== Recorded data ==

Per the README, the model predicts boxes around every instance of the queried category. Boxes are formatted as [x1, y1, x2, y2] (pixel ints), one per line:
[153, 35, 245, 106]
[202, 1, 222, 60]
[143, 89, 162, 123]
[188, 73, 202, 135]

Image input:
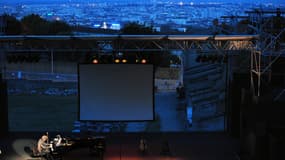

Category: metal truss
[0, 35, 258, 52]
[244, 8, 285, 96]
[0, 35, 255, 84]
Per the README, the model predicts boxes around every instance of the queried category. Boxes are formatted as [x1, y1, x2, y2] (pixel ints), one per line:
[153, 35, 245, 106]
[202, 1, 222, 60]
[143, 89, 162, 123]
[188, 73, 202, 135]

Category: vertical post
[257, 52, 261, 96]
[50, 50, 54, 74]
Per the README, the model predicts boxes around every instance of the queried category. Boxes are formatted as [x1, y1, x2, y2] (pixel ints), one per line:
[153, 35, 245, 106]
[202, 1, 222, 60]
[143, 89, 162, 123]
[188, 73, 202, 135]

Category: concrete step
[184, 68, 222, 81]
[192, 97, 221, 107]
[191, 92, 219, 104]
[184, 64, 221, 74]
[185, 81, 213, 93]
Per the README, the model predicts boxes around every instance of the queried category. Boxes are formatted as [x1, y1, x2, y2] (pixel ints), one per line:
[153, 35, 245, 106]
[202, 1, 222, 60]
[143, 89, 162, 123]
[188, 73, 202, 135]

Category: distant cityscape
[0, 0, 282, 32]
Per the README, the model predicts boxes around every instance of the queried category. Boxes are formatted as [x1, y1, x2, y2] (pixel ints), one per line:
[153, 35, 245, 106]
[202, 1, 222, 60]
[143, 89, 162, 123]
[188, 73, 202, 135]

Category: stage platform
[0, 132, 239, 160]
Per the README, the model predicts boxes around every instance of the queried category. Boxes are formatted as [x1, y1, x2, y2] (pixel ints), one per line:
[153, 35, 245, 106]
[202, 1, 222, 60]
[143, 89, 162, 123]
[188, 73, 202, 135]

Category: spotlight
[122, 59, 127, 63]
[92, 59, 99, 64]
[141, 59, 146, 64]
[115, 58, 120, 63]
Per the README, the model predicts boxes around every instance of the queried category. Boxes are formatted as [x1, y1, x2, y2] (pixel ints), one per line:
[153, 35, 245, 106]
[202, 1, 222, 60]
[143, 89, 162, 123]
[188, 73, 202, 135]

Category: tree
[0, 14, 22, 35]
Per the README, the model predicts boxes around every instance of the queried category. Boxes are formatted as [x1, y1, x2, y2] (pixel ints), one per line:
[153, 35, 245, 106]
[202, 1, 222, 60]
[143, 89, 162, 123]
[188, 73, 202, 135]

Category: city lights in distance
[141, 59, 146, 64]
[92, 59, 99, 64]
[115, 59, 120, 63]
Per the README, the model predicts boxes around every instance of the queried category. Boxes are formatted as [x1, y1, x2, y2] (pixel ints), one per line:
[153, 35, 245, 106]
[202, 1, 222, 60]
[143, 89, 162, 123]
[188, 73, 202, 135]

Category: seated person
[53, 134, 62, 147]
[37, 135, 53, 160]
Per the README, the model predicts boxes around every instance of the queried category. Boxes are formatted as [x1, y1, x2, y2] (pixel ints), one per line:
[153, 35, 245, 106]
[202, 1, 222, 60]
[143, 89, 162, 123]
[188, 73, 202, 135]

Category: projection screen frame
[77, 63, 156, 123]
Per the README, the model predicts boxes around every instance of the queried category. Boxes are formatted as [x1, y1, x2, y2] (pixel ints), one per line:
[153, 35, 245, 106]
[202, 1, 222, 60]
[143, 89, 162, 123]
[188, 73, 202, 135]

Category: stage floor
[0, 133, 239, 160]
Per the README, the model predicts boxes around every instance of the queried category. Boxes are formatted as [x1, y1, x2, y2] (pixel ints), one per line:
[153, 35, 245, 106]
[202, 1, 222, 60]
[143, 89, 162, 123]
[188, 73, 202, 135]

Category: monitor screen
[78, 64, 154, 121]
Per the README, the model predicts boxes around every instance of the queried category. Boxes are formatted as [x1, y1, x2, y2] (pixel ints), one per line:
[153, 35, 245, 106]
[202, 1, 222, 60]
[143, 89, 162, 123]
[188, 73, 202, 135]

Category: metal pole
[50, 50, 54, 74]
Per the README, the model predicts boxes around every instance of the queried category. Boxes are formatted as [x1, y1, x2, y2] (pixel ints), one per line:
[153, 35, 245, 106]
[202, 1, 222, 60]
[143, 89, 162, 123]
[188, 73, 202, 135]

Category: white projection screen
[78, 64, 154, 121]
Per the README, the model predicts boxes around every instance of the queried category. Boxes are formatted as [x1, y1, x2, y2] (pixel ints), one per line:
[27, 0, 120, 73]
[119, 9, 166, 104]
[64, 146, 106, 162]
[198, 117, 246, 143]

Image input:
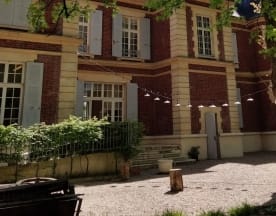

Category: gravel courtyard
[73, 152, 276, 216]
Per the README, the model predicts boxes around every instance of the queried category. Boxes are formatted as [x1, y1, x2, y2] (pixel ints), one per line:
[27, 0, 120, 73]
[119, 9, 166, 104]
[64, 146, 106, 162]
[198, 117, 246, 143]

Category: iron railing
[0, 122, 141, 163]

===

- Exercise task -
Please turn the material from its first line through the line containing "[0, 14, 22, 35]" (both ends included) into a Markdown table with the columns Row and Line, one numbered row per line and no blank lines. Leave the pictures out of the table.

- Result of the task -
| Row | Line |
|---|---|
| 1 | Per the README, the model predicts boxes around every instance of the queried category. Boxes are formatted as [x1, y1, x2, y2] (pixel ints), one per line: |
| 2 | [153, 35, 245, 106] |
| 3 | [202, 1, 222, 60] |
| 4 | [143, 89, 162, 123] |
| 5 | [188, 73, 202, 135] |
| 6 | Image input: |
| 7 | Category: metal truss |
| 8 | [0, 35, 258, 52] |
| 9 | [244, 8, 285, 96] |
| 10 | [0, 35, 255, 84] |
| 11 | Per the README, the model predicts boxes around every instance of the queried category. Boxes are formatted as [x1, y1, x2, y2] (pixel ints), one per line: |
| 12 | [153, 35, 245, 106] |
| 13 | [202, 1, 222, 60] |
| 14 | [143, 89, 162, 123] |
| 15 | [188, 73, 202, 135] |
| 16 | Category: vertical post |
| 17 | [257, 52, 261, 96] |
| 18 | [50, 50, 54, 74] |
| 19 | Per the README, the model predicts boxes around every instance of the queried category. Boxes are formatted as [x1, y1, x2, y2] (pixel ints), one per line: |
| 20 | [153, 35, 245, 106] |
| 21 | [202, 1, 222, 60] |
| 22 | [143, 89, 162, 123] |
| 23 | [188, 73, 202, 135] |
| 24 | Category: concrete step |
| 25 | [184, 68, 222, 81] |
| 26 | [192, 97, 221, 107] |
| 27 | [191, 92, 219, 104] |
| 28 | [184, 64, 221, 74] |
| 29 | [185, 81, 213, 93] |
| 30 | Per the README, the model predicts boxes around every instance of the queried category. Boxes are formatted as [x1, y1, x2, y2] (pixel ints), one per line: |
| 31 | [153, 35, 245, 106] |
| 32 | [202, 1, 222, 60] |
| 33 | [143, 89, 162, 123] |
| 34 | [188, 73, 202, 135] |
| 35 | Category: distant cityscape |
| 36 | [0, 0, 282, 32] |
| 37 | Per the README, the model predicts boxes around every instance of the queried category. Boxes are formatted as [x1, y1, x2, y2] (pixel ints), one per line: |
| 38 | [153, 35, 245, 106] |
| 39 | [202, 1, 222, 60] |
| 40 | [143, 89, 162, 123] |
| 41 | [188, 73, 202, 135] |
| 42 | Category: stage platform |
| 43 | [0, 132, 239, 160] |
| 44 | Per the README, the model predicts boxes around every instance of the queried category. Boxes are formatted as [x1, y1, x2, y2] (pixel ints), one per line: |
| 45 | [153, 35, 245, 106] |
| 46 | [202, 1, 222, 60] |
| 47 | [143, 89, 162, 123] |
| 48 | [188, 73, 202, 135] |
| 49 | Category: spotlight |
| 50 | [122, 59, 127, 63] |
| 51 | [92, 59, 99, 64] |
| 52 | [141, 59, 146, 64] |
| 53 | [115, 58, 120, 63] |
| 54 | Per the README, the model predicts boxes around every instance of the queried category. Boxes are formatted as [x1, y1, x2, y2] (pixel ints), one per line: |
| 55 | [153, 35, 245, 106] |
| 56 | [202, 1, 222, 60] |
| 57 | [143, 89, 162, 123] |
| 58 | [188, 73, 202, 135] |
| 59 | Category: tree |
| 60 | [0, 14, 22, 35] |